**Aim of the task:**
In the records below, count every line that contains the word "bowl" and report only the total.

________________________

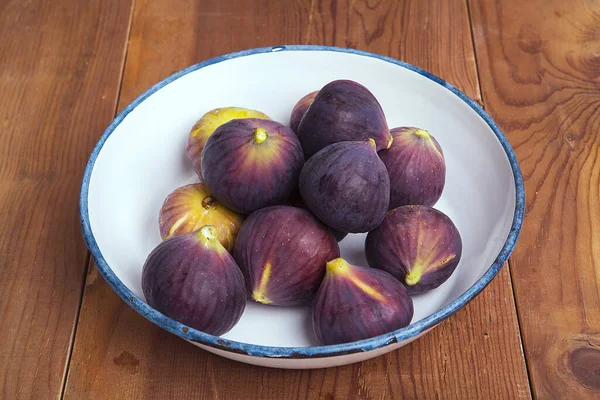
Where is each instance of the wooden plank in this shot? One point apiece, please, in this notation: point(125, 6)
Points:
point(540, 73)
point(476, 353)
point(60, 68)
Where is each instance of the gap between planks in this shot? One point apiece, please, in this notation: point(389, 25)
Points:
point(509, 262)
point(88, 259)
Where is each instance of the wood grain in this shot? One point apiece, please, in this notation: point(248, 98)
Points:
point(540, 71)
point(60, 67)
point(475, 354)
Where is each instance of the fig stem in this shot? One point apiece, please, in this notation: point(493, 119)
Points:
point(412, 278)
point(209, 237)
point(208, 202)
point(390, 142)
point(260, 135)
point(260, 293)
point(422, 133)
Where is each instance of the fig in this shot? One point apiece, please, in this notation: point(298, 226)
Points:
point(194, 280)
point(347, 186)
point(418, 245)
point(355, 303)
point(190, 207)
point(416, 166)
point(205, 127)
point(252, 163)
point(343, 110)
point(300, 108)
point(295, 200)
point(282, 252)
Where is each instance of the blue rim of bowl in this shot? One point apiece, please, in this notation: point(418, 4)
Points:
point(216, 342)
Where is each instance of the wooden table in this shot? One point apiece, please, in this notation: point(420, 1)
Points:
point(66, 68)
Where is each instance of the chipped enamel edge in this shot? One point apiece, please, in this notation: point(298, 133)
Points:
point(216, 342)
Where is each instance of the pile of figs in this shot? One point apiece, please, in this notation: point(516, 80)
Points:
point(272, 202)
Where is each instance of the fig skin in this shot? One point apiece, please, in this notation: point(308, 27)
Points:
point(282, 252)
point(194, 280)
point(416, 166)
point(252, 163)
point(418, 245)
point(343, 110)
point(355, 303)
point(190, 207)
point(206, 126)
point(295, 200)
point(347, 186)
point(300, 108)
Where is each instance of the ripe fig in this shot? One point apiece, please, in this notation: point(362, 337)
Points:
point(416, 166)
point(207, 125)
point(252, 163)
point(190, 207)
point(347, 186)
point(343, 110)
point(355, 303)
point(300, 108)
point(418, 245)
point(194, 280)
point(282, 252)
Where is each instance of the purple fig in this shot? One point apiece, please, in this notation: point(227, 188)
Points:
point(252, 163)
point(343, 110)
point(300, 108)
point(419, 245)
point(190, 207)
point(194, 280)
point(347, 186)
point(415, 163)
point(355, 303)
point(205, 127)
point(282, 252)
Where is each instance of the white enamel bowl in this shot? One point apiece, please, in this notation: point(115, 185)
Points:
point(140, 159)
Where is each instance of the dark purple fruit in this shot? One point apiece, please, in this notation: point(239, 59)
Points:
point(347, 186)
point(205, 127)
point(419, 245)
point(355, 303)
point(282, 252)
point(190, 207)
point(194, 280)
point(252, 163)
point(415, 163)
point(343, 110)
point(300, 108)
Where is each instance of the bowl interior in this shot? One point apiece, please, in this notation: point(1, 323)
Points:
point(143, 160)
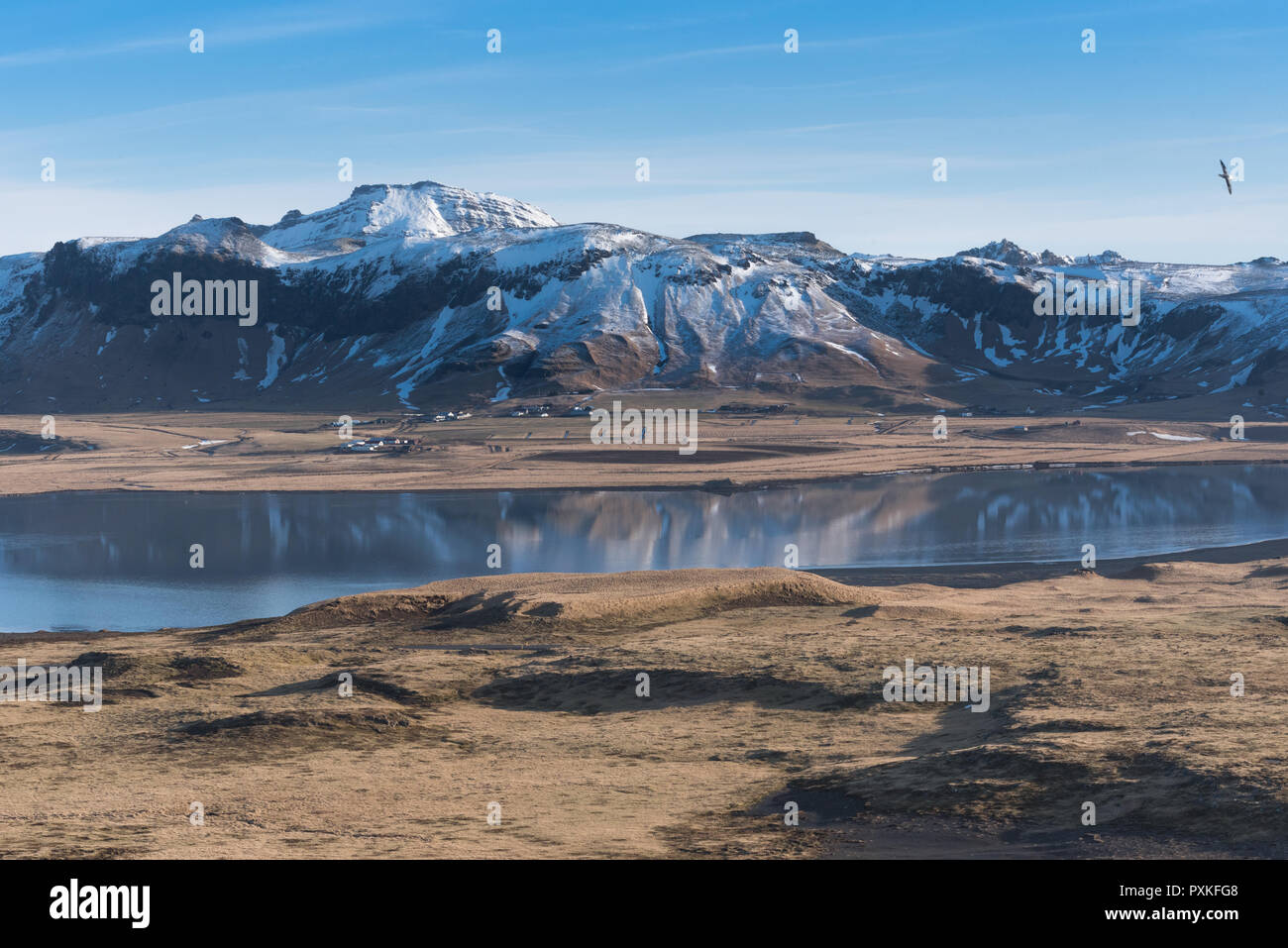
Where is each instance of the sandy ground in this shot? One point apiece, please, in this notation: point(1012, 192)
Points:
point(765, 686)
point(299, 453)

________________________

**Solution to this exercise:**
3